▶ **YOUR TASK**
Rewrite the part of the listing that begins with the line containing "Draw the outline of every instance of the castle" and runs through the end of the listing, replacing "castle keep" with "castle tower" and leaving everything else unchanged. Omit the pictures from your answer.

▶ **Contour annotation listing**
--- BEGIN ---
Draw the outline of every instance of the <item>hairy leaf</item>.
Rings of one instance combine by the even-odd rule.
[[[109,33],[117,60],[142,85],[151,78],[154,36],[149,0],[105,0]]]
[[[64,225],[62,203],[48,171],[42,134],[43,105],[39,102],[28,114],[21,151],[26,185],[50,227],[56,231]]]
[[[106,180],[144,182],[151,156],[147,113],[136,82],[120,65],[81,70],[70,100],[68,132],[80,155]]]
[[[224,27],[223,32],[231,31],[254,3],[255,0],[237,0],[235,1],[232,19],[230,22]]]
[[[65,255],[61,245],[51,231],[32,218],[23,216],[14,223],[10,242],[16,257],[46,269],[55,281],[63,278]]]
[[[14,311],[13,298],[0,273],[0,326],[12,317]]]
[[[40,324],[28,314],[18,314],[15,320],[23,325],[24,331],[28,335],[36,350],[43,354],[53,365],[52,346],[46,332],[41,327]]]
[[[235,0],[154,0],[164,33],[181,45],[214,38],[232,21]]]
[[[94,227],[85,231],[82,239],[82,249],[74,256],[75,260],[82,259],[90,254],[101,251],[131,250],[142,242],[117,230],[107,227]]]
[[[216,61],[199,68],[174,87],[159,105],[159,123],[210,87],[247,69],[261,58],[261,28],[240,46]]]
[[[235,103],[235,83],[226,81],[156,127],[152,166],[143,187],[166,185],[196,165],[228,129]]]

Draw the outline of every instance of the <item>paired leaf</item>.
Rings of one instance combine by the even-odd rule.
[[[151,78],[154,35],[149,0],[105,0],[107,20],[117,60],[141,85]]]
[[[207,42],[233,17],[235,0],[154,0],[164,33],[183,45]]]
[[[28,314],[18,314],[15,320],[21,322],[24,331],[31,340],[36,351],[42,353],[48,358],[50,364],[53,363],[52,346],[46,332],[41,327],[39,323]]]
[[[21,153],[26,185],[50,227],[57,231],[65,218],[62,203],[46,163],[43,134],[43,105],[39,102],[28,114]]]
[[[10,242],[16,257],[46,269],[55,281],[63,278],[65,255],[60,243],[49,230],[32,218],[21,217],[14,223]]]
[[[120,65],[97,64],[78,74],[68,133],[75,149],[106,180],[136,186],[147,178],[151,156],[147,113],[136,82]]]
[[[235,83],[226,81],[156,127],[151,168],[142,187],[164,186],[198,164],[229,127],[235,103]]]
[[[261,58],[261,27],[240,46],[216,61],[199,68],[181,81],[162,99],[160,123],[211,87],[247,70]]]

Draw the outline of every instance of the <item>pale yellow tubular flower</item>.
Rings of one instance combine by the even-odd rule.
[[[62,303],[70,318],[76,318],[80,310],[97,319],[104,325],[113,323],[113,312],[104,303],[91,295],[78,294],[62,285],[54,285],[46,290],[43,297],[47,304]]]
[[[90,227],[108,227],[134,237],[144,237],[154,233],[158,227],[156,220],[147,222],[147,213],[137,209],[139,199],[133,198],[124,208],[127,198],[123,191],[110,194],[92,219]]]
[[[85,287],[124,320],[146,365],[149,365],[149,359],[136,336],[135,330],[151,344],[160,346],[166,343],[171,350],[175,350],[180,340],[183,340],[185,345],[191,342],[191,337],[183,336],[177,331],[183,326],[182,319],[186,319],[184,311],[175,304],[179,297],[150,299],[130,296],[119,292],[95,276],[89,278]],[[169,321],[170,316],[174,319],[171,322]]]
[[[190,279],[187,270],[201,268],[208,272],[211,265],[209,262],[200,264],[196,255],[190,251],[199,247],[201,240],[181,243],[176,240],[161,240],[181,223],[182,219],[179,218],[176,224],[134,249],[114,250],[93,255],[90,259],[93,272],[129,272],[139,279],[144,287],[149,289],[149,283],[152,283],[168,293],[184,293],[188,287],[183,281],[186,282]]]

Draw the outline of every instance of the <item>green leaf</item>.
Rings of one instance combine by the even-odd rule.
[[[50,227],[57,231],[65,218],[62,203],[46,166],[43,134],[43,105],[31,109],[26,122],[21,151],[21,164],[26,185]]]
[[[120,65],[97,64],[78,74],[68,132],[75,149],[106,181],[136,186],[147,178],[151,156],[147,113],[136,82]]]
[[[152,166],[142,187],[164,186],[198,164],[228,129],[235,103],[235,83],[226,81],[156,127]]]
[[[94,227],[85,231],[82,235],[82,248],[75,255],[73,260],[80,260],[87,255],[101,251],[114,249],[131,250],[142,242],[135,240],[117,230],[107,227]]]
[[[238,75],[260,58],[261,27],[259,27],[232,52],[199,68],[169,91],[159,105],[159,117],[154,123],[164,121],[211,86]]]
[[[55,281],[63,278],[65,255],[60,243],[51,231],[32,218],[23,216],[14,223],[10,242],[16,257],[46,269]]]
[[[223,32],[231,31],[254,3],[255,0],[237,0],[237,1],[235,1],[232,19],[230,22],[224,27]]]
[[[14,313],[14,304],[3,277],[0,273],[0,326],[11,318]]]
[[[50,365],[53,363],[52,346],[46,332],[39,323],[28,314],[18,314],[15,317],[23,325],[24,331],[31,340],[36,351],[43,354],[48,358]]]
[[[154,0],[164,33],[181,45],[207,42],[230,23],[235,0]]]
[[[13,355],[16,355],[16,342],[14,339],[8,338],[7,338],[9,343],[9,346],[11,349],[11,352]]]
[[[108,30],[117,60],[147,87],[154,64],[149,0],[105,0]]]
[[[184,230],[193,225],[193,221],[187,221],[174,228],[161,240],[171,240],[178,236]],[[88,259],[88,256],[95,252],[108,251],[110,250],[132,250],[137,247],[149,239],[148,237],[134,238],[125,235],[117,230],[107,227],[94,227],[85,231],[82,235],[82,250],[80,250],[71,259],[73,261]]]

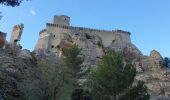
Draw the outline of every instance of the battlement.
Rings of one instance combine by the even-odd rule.
[[[54,16],[54,24],[69,26],[70,25],[70,17],[66,15]]]
[[[123,31],[123,30],[112,30],[112,31],[109,31],[109,30],[100,30],[100,29],[93,29],[93,28],[85,28],[85,27],[75,27],[75,26],[64,26],[64,25],[59,25],[59,24],[52,24],[52,23],[47,23],[46,24],[47,26],[50,26],[50,27],[59,27],[59,28],[65,28],[65,29],[71,29],[71,30],[88,30],[88,31],[96,31],[96,32],[119,32],[119,33],[127,33],[127,34],[131,34],[130,32],[127,32],[127,31]],[[43,32],[45,30],[42,30],[41,32]],[[40,33],[41,33],[40,32]]]
[[[41,34],[41,33],[43,33],[43,32],[46,32],[47,31],[47,29],[42,29],[40,32],[39,32],[39,35]]]
[[[131,43],[130,32],[119,29],[103,30],[70,26],[70,17],[61,15],[54,16],[53,23],[46,23],[46,28],[40,31],[36,49],[44,48],[48,51],[56,52],[56,47],[60,44],[64,35],[70,33],[87,33],[90,36],[99,36],[104,47],[108,47],[113,42],[119,45],[120,48]],[[88,36],[86,38],[89,39]]]

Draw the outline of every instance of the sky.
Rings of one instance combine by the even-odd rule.
[[[0,12],[0,31],[8,41],[13,26],[24,24],[20,44],[25,49],[34,49],[54,15],[67,15],[72,26],[129,31],[144,55],[155,49],[170,57],[170,0],[31,0],[14,8],[0,5]]]

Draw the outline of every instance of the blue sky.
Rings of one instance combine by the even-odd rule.
[[[0,5],[0,30],[24,23],[23,48],[33,50],[39,31],[54,15],[68,15],[71,25],[131,32],[132,42],[148,55],[152,49],[170,57],[170,0],[31,0],[19,7]]]

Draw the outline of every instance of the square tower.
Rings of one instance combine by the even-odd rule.
[[[54,24],[70,26],[70,17],[66,15],[54,16]]]

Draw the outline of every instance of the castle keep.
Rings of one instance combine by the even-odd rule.
[[[53,23],[47,23],[46,28],[40,31],[40,37],[35,46],[35,50],[44,49],[55,52],[62,39],[62,34],[64,33],[88,33],[90,35],[99,36],[101,37],[104,47],[108,47],[113,42],[125,45],[131,43],[130,32],[74,27],[70,25],[70,17],[60,15],[54,16]]]

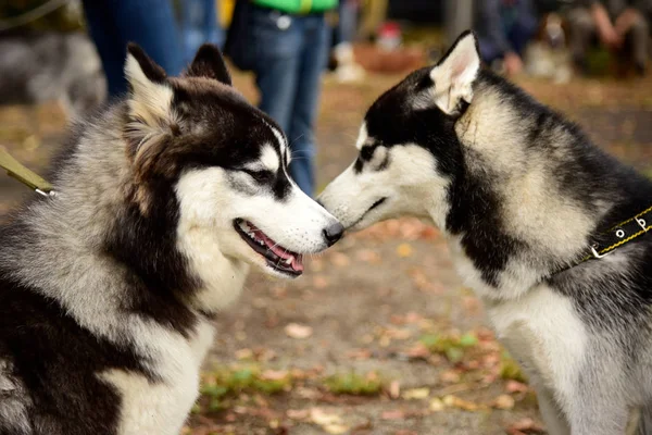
--- END ---
▶ **ANSWER FOR THIS EXERCISE**
Draw the outline of every instance of the castle tower.
Rings of one instance combine by the even-odd rule.
[[[53,23],[47,23],[46,28],[40,31],[40,37],[35,46],[35,50],[44,49],[55,52],[62,39],[62,34],[64,33],[88,33],[90,35],[99,36],[101,37],[104,47],[108,47],[113,42],[125,45],[131,43],[130,32],[74,27],[70,25],[70,17],[60,15],[54,16]]]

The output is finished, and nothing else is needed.